(Dataset records)
──────────────────────────────

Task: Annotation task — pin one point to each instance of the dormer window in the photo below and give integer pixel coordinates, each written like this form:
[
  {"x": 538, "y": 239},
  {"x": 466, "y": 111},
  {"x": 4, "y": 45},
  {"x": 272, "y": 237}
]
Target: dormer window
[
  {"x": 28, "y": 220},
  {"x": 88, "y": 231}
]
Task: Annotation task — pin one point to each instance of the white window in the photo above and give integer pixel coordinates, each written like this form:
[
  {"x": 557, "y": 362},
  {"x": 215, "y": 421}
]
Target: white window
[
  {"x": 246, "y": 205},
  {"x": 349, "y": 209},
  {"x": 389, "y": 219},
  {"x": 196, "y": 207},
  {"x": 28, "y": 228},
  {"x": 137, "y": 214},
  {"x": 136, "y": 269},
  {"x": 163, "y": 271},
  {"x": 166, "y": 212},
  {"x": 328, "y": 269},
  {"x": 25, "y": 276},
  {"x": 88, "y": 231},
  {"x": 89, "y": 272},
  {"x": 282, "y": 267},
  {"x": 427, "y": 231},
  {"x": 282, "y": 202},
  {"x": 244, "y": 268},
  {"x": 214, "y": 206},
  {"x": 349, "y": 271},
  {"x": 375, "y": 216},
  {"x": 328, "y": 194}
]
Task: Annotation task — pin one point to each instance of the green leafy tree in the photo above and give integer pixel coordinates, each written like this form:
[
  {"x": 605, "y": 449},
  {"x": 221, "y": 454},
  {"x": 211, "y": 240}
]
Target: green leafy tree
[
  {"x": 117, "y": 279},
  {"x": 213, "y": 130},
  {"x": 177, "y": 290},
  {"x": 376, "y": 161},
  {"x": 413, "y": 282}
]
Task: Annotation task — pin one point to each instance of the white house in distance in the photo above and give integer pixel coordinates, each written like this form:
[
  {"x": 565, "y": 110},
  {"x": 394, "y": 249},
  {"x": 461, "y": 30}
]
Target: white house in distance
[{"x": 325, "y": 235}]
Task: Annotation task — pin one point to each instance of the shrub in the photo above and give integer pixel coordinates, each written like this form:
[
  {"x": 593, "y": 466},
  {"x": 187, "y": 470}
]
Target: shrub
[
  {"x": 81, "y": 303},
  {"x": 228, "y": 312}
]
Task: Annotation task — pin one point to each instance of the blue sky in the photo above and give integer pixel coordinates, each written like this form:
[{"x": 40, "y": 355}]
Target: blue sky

──────────────────────────────

- _EXERCISE BRIEF_:
Render every line of the entries above as a JSON list of strings, one string per line, with blank lines omitted.

- _EXERCISE OUTPUT_:
[
  "Task: Annotation task — pin one point to each instance of the dormer window in the photo below and give integer pixel coordinates, each written like this form:",
  "[",
  "  {\"x\": 538, \"y\": 239},",
  "  {\"x\": 466, \"y\": 111},",
  "  {\"x\": 4, \"y\": 45},",
  "  {\"x\": 272, \"y\": 237}",
  "]",
  "Target: dormer window",
  "[",
  "  {\"x\": 28, \"y\": 220},",
  "  {\"x\": 88, \"y\": 231}",
  "]",
  "Task: Annotation task — pin one point to each instance of the white window in the photo above and give integer pixel coordinates, each written like this form:",
  "[",
  "  {\"x\": 557, \"y\": 362},",
  "  {\"x\": 215, \"y\": 421}",
  "]",
  "Target: white window",
  "[",
  "  {\"x\": 246, \"y\": 205},",
  "  {\"x\": 349, \"y\": 209},",
  "  {\"x\": 389, \"y\": 219},",
  "  {\"x\": 196, \"y\": 207},",
  "  {\"x\": 28, \"y\": 228},",
  "  {\"x\": 137, \"y\": 214},",
  "  {\"x\": 136, \"y\": 269},",
  "  {\"x\": 163, \"y\": 271},",
  "  {\"x\": 166, \"y\": 212},",
  "  {\"x\": 328, \"y\": 269},",
  "  {\"x\": 25, \"y\": 276},",
  "  {\"x\": 88, \"y\": 231},",
  "  {\"x\": 89, \"y\": 272},",
  "  {\"x\": 282, \"y\": 267},",
  "  {\"x\": 427, \"y\": 231},",
  "  {\"x\": 282, \"y\": 202},",
  "  {\"x\": 244, \"y\": 268},",
  "  {\"x\": 214, \"y\": 206},",
  "  {\"x\": 349, \"y\": 271},",
  "  {\"x\": 375, \"y\": 216},",
  "  {\"x\": 328, \"y\": 194}",
  "]",
  "Task: Annotation task — pin one point to each instance of the green leafy tree in the photo above and give integer pixel coordinates, each written like this form:",
  "[",
  "  {\"x\": 605, \"y\": 449},",
  "  {\"x\": 221, \"y\": 454},",
  "  {\"x\": 211, \"y\": 240}",
  "]",
  "Target: green leafy tree",
  "[",
  "  {\"x\": 117, \"y\": 279},",
  "  {\"x\": 213, \"y\": 130},",
  "  {\"x\": 177, \"y\": 290},",
  "  {\"x\": 376, \"y\": 161},",
  "  {\"x\": 413, \"y\": 282}",
  "]",
  "Task: Annotation task — pin one point to each instance of the white house in distance in the photo above and give integer pixel coordinates, each written like this form:",
  "[",
  "  {\"x\": 565, \"y\": 110},",
  "  {\"x\": 394, \"y\": 249},",
  "  {\"x\": 461, \"y\": 30}",
  "]",
  "Target: white house in distance",
  "[{\"x\": 325, \"y\": 235}]",
  "Task: Annotation task — pin one point to each instance of the shrub in the photo above and give integer pixel coordinates, each written like this form:",
  "[",
  "  {\"x\": 593, \"y\": 466},",
  "  {\"x\": 187, \"y\": 470}",
  "]",
  "Target: shrub",
  "[",
  "  {\"x\": 81, \"y\": 303},",
  "  {\"x\": 228, \"y\": 312}",
  "]",
  "Task: Annotation task — pin one point to each instance of the blue sky in the photo above and give integer pixel coordinates, each written like this form:",
  "[{\"x\": 40, \"y\": 355}]",
  "Target: blue sky"
]